Entries supplied below:

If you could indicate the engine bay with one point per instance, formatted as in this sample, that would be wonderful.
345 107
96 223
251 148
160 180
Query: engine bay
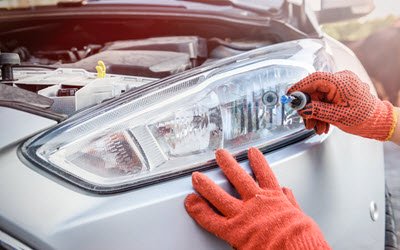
61 60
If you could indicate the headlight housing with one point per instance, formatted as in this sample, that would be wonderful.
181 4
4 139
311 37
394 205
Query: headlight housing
174 125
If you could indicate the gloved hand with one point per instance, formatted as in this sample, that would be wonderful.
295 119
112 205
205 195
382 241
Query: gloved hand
267 217
341 99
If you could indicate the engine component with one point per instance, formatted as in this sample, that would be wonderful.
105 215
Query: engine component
75 89
138 63
7 61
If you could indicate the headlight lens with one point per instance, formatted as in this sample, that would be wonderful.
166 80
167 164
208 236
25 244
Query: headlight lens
175 125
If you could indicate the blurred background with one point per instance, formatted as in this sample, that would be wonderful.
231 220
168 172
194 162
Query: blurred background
375 39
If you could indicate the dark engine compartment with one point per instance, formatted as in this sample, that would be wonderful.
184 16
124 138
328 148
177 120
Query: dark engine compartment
150 48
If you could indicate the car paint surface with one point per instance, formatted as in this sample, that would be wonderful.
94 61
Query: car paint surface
334 177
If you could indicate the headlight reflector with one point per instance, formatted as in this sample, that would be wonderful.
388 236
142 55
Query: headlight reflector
176 125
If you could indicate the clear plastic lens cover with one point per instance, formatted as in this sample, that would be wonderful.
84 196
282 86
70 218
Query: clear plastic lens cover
175 125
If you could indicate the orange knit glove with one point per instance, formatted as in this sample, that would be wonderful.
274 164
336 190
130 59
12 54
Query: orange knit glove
341 99
267 217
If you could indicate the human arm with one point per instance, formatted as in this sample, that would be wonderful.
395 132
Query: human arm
396 134
343 100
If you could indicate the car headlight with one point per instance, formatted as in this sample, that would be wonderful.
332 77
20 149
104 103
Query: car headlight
174 125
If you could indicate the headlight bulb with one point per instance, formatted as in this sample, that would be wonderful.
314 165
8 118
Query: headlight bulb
296 100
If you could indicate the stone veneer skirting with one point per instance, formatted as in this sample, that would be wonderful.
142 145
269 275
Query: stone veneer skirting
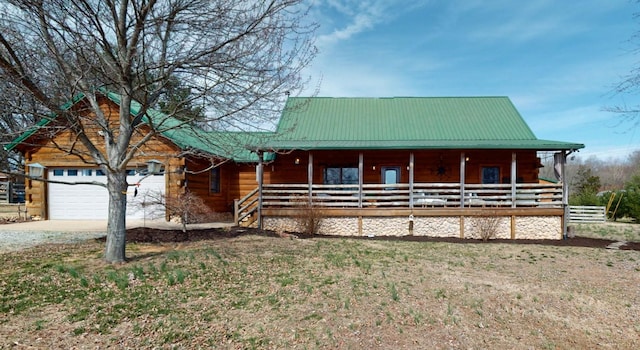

End of Entries supplied.

Work instruction: What is needed is every line from the one with "If you could indicate the dark" to the final line of the listing above, set down exactly and with the pictures left out.

Task output:
If you could indicate the dark engine compartment with one point per instance, formatted as in this sample, that would be wonderful.
184 16
124 138
328 148
177 120
Query: dark engine compartment
150 48
If you could indicate the car paint surface with one point per instance, formatted as in this sample, that would be wonderful.
94 61
Query: car paint surface
334 177
If you could indicate the headlight reflector with one point per instance, formatted as in this sample, that would be wonderful.
388 236
142 55
Query: headlight reflector
176 125
If you could indicate the clear plastic lens cover with one point per instance, formatted as in this sample, that would be wonderful.
84 196
282 86
70 218
Query: clear plastic lens cover
175 125
If you could indicate the orange knit glove with one point per instance, formatted as in this sample, that would be wonderful.
274 164
336 190
130 59
12 54
Query: orange knit glove
341 99
267 217
If you could indicate the human arm with one point per instance, formatted as in this sample, that would be wonderful.
395 132
Query: human arm
396 134
343 100
If you could indicate the car headlight with one point per instance, formatted as in this sample, that would be wonderful.
332 77
20 149
104 103
Query: car headlight
174 125
If you could indicate the headlight bulb with one point per instance, formatted as in this sample, that would be wonderful.
314 165
8 118
Query: headlight bulb
296 100
If you could indicate the stone veneer skirting with one point per instance, formatted as in this sample, that would be wonderful.
142 145
269 275
Query: stone veneer skirting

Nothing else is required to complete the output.